• **Vorliegender Text**:
# # #

Vogel bescheinigte zudem Bundeskanzler Olaf Scholz, mit seinen Äußerungen zu einer längeren Lebensarbeitszeit eine wichtige Debatte angestoßen zu haben. "Es gilt, den Anteil derer zu steigern, die wirklich bis zum Renteneintrittsalter arbeiten können. Das fällt vielen heute schwer", hatte sich der SPD-Politiker positioniert.

Die Schwedische Rente: so einfach ist das nicht

Das Schwedische Rentensystem ist recht komplex und setzt sich aus mehreren Bestandteilen zusammen. Deshalb ist umstritten, ob einzelne Elemente einfach so auf das deutsche Modell übertragen werden können. Versicherungsbote hat bereits darauf hingewiesen, dass die FDP viele Gründzüge des schwedischen Systems eben nicht übernehmen will - die aber dazu beitragen, dass in dem skandinavischen Land die Ruheständler ausreichend abgesichert sind. Unter anderem zahlen auch Selbstständige in die Rente ein.

Ähnlich wie das deutsche Modell ist die schwedische Rente zum Teil umlagefinanziert. 16 Prozent beträgt der Beitragssatz zur Leibrente, der zu circa 40 Prozent von Arbeitnehmern und zu 60 Prozent von Arbeitgebern finanziert wird. Die monatlichen Beiträge werden einem individuellen Konto gutgeschrieben und mit einem Zinssatz verzinst, der sich am Durchschnittslohn orientiert. Die erworbenen Ansprüche orientieren sich jedoch auch daran, wie sich Lebenserwartung der Schweden entwickelt.

# # #

• **Ausgelesene Angaben**:
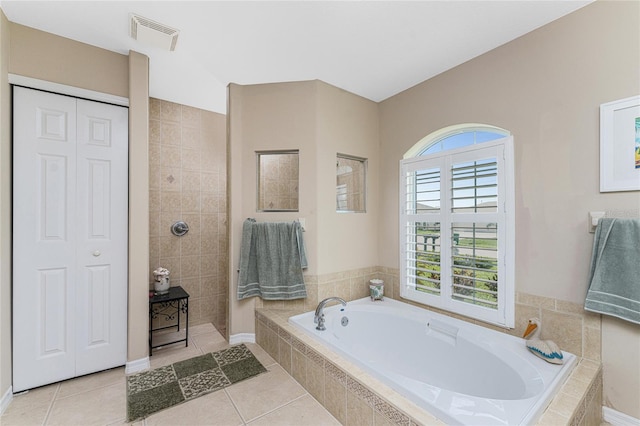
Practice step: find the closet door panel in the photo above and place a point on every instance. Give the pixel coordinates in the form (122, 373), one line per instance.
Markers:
(70, 201)
(44, 238)
(102, 235)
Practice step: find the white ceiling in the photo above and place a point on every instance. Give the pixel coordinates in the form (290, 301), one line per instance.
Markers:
(371, 48)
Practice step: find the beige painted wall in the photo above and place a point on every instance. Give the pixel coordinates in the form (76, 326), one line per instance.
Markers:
(36, 54)
(5, 208)
(546, 88)
(319, 120)
(346, 124)
(261, 118)
(138, 321)
(45, 56)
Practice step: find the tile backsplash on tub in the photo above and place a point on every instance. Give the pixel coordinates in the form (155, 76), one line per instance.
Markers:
(568, 324)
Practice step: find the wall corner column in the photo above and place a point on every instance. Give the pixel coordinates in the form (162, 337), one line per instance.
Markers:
(138, 306)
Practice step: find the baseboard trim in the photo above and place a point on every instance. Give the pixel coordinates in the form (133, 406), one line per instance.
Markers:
(137, 365)
(6, 399)
(616, 418)
(242, 338)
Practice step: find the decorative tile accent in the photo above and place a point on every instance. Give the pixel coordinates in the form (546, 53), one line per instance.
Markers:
(315, 357)
(297, 344)
(335, 372)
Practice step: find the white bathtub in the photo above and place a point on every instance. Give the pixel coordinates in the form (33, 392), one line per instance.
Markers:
(459, 372)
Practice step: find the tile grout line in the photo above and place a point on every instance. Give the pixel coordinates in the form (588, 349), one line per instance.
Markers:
(53, 400)
(235, 407)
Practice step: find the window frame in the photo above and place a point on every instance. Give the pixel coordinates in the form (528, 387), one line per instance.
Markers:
(502, 150)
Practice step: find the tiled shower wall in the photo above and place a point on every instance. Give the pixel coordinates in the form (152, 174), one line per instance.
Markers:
(187, 182)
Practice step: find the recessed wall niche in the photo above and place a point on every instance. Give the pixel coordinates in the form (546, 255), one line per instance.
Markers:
(278, 183)
(351, 183)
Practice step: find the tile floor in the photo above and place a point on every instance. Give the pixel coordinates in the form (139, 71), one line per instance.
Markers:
(272, 398)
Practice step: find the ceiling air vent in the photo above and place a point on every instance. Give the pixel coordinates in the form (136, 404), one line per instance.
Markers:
(153, 33)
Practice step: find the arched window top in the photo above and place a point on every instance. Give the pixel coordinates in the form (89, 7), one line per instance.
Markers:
(456, 136)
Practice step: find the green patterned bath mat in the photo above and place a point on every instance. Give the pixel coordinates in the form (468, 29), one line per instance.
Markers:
(151, 391)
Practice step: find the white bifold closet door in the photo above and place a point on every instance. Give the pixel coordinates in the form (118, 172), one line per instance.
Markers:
(70, 216)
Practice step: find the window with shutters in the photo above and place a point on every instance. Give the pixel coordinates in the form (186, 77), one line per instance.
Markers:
(457, 224)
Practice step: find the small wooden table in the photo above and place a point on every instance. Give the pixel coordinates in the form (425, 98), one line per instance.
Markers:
(169, 306)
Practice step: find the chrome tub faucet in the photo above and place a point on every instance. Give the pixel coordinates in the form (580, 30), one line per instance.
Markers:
(319, 316)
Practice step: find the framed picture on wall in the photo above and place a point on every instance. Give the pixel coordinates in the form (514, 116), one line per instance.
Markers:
(620, 145)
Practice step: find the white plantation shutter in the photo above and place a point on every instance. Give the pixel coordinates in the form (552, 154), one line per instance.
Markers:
(456, 231)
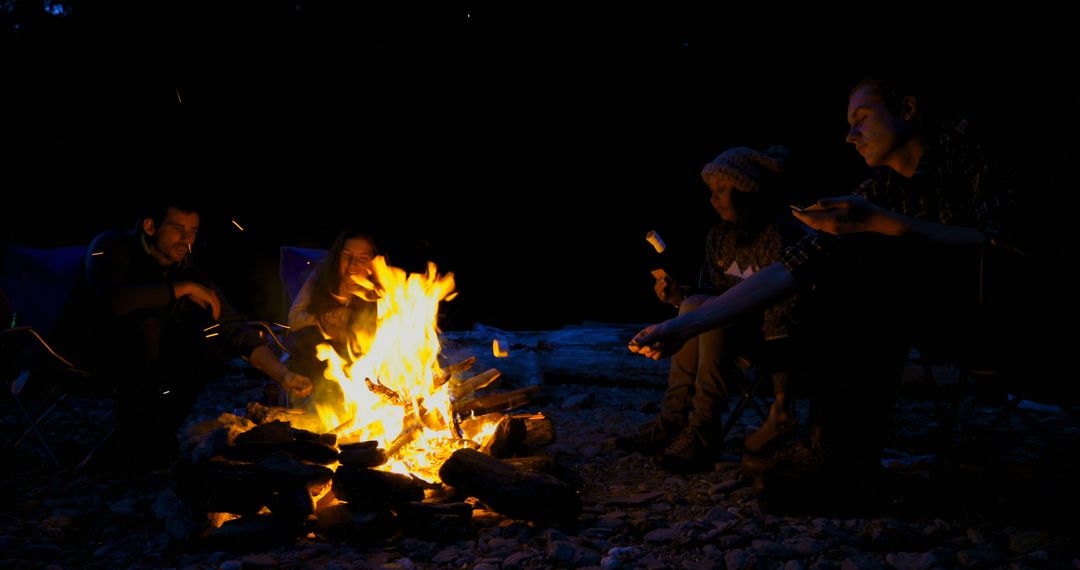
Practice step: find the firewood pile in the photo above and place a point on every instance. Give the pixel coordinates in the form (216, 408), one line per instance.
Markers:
(269, 477)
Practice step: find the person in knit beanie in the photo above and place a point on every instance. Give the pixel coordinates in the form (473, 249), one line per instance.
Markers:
(746, 191)
(887, 263)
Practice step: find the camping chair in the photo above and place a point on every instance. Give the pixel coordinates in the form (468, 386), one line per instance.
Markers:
(34, 288)
(777, 355)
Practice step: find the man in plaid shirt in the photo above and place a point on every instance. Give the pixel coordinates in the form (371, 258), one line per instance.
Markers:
(880, 261)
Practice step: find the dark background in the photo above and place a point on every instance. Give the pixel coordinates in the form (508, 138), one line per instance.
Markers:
(527, 149)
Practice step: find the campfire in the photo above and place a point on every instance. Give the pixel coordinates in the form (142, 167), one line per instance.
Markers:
(408, 442)
(396, 393)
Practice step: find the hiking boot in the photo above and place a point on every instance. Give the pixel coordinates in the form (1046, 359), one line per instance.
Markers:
(650, 438)
(687, 452)
(778, 428)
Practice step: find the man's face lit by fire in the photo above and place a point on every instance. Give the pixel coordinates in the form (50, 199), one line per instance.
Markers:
(875, 130)
(173, 240)
(356, 258)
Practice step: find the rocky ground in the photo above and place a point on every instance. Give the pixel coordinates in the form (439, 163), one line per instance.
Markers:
(990, 492)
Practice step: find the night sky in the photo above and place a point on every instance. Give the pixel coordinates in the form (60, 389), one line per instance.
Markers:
(527, 149)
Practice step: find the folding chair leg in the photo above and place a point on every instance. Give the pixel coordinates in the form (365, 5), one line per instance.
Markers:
(34, 424)
(40, 417)
(745, 401)
(90, 456)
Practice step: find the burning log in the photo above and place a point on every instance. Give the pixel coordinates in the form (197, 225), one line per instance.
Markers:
(297, 418)
(507, 439)
(466, 389)
(501, 402)
(539, 430)
(453, 369)
(383, 392)
(510, 491)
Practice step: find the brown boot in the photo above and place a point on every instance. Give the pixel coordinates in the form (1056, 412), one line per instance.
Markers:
(689, 451)
(778, 428)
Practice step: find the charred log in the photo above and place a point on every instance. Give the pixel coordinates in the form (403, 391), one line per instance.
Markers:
(362, 455)
(510, 491)
(366, 489)
(539, 430)
(262, 440)
(442, 523)
(500, 402)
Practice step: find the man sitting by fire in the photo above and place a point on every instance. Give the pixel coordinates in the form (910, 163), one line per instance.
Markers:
(334, 308)
(162, 322)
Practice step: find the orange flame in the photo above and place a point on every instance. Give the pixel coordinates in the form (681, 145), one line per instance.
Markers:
(389, 390)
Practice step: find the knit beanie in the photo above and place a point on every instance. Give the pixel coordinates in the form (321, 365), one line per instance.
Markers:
(747, 170)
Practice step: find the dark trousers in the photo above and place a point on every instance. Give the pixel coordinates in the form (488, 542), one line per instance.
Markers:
(703, 369)
(158, 363)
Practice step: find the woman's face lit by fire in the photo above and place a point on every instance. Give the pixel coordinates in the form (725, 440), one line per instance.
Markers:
(355, 259)
(720, 198)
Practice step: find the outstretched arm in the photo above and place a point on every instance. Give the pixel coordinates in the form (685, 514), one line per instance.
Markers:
(264, 360)
(855, 214)
(663, 339)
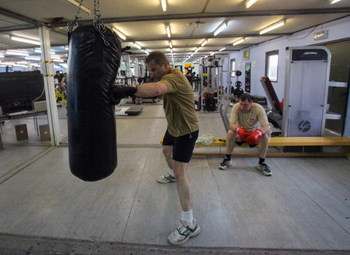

# # #

• **Ziel**: Schreib den Text zur schwedischen Rente von „Vogel bescheinigte zudem“ bis einschließlich „der SPD-Politiker positioniert.“ noch einmal ab und ändere dabei „wichtige“ in „notwendige“. Die Einträge haben hiermit nichts zu tun.

• **Lösung**:
Vogel bescheinigte zudem Bundeskanzler Olaf Scholz, mit seinen Äußerungen zu einer längeren Lebensarbeitszeit eine notwendige Debatte angestoßen zu haben. "Es gilt, den Anteil derer zu steigern, die wirklich bis zum Renteneintrittsalter arbeiten können. Das fällt vielen heute schwer", hatte sich der SPD-Politiker positioniert.